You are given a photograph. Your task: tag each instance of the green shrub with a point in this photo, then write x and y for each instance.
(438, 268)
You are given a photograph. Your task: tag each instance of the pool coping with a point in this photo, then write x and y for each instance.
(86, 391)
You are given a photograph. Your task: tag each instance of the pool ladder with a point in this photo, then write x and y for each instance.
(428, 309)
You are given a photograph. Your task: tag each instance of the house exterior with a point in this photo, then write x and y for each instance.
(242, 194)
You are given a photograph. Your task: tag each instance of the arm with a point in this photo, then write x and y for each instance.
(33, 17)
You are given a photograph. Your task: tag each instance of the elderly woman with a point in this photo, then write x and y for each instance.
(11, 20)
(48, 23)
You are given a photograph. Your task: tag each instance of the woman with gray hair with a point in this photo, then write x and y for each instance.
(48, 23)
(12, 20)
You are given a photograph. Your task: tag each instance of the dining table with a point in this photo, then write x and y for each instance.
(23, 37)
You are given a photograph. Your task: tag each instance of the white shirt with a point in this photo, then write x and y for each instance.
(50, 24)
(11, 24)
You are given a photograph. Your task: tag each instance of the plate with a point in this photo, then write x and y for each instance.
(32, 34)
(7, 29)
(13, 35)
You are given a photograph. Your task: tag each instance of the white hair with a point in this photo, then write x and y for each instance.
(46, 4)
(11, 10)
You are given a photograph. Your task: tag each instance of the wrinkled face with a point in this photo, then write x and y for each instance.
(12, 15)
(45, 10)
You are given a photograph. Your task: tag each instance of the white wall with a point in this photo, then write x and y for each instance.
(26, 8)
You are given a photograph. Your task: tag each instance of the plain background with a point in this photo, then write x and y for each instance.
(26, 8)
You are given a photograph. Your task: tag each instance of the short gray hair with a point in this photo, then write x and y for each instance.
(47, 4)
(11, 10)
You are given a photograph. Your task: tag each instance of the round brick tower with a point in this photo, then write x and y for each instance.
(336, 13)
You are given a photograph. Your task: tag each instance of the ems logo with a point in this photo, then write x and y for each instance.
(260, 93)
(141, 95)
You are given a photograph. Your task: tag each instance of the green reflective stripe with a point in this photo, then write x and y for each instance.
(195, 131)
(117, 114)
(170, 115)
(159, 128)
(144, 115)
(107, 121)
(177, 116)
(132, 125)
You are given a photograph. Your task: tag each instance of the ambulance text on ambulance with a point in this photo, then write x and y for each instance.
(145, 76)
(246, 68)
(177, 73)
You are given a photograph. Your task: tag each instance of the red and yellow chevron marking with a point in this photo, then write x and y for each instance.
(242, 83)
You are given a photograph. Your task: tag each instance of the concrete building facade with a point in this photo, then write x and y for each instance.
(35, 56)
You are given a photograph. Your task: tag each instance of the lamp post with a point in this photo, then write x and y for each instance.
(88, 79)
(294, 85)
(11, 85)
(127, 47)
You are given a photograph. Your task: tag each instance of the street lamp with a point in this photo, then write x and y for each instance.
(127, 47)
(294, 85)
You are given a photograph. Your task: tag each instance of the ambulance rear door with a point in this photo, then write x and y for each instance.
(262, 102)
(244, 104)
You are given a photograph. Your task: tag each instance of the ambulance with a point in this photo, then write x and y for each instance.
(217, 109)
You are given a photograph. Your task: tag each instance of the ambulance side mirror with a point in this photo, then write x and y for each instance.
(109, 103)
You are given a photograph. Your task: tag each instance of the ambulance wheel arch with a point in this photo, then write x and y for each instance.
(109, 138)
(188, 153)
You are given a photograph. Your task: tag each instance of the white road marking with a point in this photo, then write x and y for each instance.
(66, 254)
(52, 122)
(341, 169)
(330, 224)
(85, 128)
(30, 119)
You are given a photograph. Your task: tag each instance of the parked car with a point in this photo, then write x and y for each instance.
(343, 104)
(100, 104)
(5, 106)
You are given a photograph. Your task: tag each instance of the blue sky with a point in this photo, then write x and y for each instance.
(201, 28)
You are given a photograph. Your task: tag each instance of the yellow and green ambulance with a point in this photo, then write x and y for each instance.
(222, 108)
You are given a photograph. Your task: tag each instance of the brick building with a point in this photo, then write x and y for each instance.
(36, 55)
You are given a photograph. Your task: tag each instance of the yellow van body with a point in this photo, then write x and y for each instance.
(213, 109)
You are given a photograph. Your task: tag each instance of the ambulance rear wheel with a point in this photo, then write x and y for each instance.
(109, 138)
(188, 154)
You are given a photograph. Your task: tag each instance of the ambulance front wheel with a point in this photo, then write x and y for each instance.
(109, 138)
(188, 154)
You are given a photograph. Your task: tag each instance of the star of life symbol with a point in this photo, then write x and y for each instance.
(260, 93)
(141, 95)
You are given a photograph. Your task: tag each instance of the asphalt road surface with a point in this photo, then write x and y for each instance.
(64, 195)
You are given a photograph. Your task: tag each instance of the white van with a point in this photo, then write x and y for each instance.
________________________________________
Aim of the exercise: Word for word, print the listing above once more.

Solution:
You are given a photograph. Your task: tag each instance of the green shrub with a point in this photo, then write x and y for each instance.
(438, 268)
You are given a photograph. Your task: tag each instance of the pool coping with a point in this photo, then write x and y for each instance.
(86, 391)
You are given a photograph. Your task: tag each instance of the pool ladder with a point in this photo, then write x and y for each instance.
(428, 309)
You are given a photograph. Your task: tag each instance of the house exterior with a point in this photo, then write x and y for each instance.
(242, 194)
You are given a photograph. Your task: tag each instance of the arm with a point in this photo, then write x and y for each instance.
(33, 17)
You are given a photograph. Your task: tag each instance of the elderly woman with a point in this photo, then write x and y for each instance.
(11, 20)
(48, 23)
You are given a photograph. Your task: tag each instance of the woman with gray hair with a point in this photo, then write x and y for each instance.
(48, 23)
(12, 20)
You are given a photograph. Your task: tag each instance of the dining table with a point in this photo, then write x and y for each instance.
(23, 37)
You are given a photograph. Your task: tag each instance of the white shirt with a point in this photo, then write x and y for each instance.
(50, 24)
(11, 24)
You are given a photograph. Your task: tag each instance of the plate with a point in this photo, then write x and y for each instance.
(32, 34)
(7, 29)
(13, 35)
You are given a photograph. Your task: tag each instance of the white hair with a point in this photo, then write x and y for each instance.
(46, 4)
(11, 10)
You are given a photograph. Your task: tag each instance of the wrinkled face with a point in this photo, then write x and y for each instance.
(12, 15)
(45, 10)
You are given a photograph. Your task: tag each instance of the white wall with a point in this photo, then write x and y for each instance.
(26, 8)
You are given a photograph. Your task: tag each instance of the plain background with a point in this photo, then write x and y for each instance.
(26, 8)
You are given a photograph. Your task: tag each instance of the short gray hair with a point in this photo, then write x and y for each instance.
(47, 4)
(11, 10)
You are given a photograph. Your task: tag each instance of the round brick tower with a point in this photo, then write x and y for each instance.
(336, 13)
You are given a photograph. Your task: tag each instance of the ems logo with a point in this photo, then write x and y for each instance.
(260, 93)
(141, 95)
You are given a photograph. Your task: tag each instance of the green reflective stripe with a point in this photo, then write x and y for each instance.
(195, 131)
(117, 114)
(170, 115)
(159, 128)
(144, 115)
(107, 121)
(177, 116)
(132, 125)
You are given a photograph. Your task: tag each instance of the ambulance text on ambulance with a point in this photo, then write x and y for each instance.
(145, 76)
(246, 68)
(177, 73)
You are given a photograph. Your task: tag each instance of the red and yellow chevron marking with a point in this photo, then write x and y for each instance.
(242, 83)
You are given a photograph. Your task: tag each instance of the concrete building facade with a point in this photo, then write x and y for each instance.
(35, 56)
You are given a photograph. Your task: tag each instance of the lamp post with a point in this photo, then write x and y for each instance.
(88, 79)
(294, 85)
(11, 85)
(127, 47)
You are given a photograph. Your task: tag each instance of the street lamp with a point in this photo, then write x and y for each instance.
(127, 47)
(294, 85)
You are given a photograph. Your task: tag each instance of the ambulance rear door with a point in this photo, then write x and y for each instance.
(262, 102)
(244, 104)
You are given a photograph. Your task: tag each instance of the ambulance with a point in this photo, then write x and y for each instance.
(217, 109)
You are given a photograph. Your task: tag each instance of the ambulance side mirror with a point in this photo, then write x and y for each instance.
(109, 103)
You are given a photograph. Your task: tag each instance of the ambulance wheel arch with a point in this photo, then write x and y for each instance.
(109, 138)
(188, 153)
You are given a photograph. Your task: tag each instance of the white road marking with a point in this photo, then write x and y for each instance.
(66, 254)
(52, 122)
(341, 169)
(330, 224)
(85, 128)
(30, 119)
You are given a photograph. Your task: tag each instance of the parked car with a point in this photo, then write x and y for each instance.
(343, 104)
(100, 104)
(5, 106)
You are given a photograph. Your task: tag each instance of the blue sky with a point in this photo, then write x and y for each instance.
(201, 28)
You are given a photograph. Your task: tag each instance of the yellow and green ambulance with a point in this photo, then write x and y for each instance.
(222, 108)
You are given a photograph. Your task: tag each instance of the brick building with a point in this photo, then write x and y for each instance.
(36, 55)
You are given a photograph. Your task: tag each instance of the yellow van body with a point in this photo, then write x and y for each instance.
(213, 109)
You are given a photograph. Your task: tag each instance of the ambulance rear wheel with a point in this photo, then write x and y for each instance.
(109, 138)
(188, 154)
You are given a photograph. Your task: tag each instance of the ambulance front wheel with a point in this photo, then write x and y for each instance.
(109, 138)
(188, 154)
You are given a photograph. Your task: tag each instance of the star of life symbol with a point in this photo, then write x and y for each instance.
(260, 93)
(141, 95)
You are given a photograph. Your task: tag each instance of the asphalt road surface with a point in this photo, then write x and y for each instance.
(64, 195)
You are given a photograph. Your task: tag each instance of the white van with a point in this photo, then write x and y for each instance.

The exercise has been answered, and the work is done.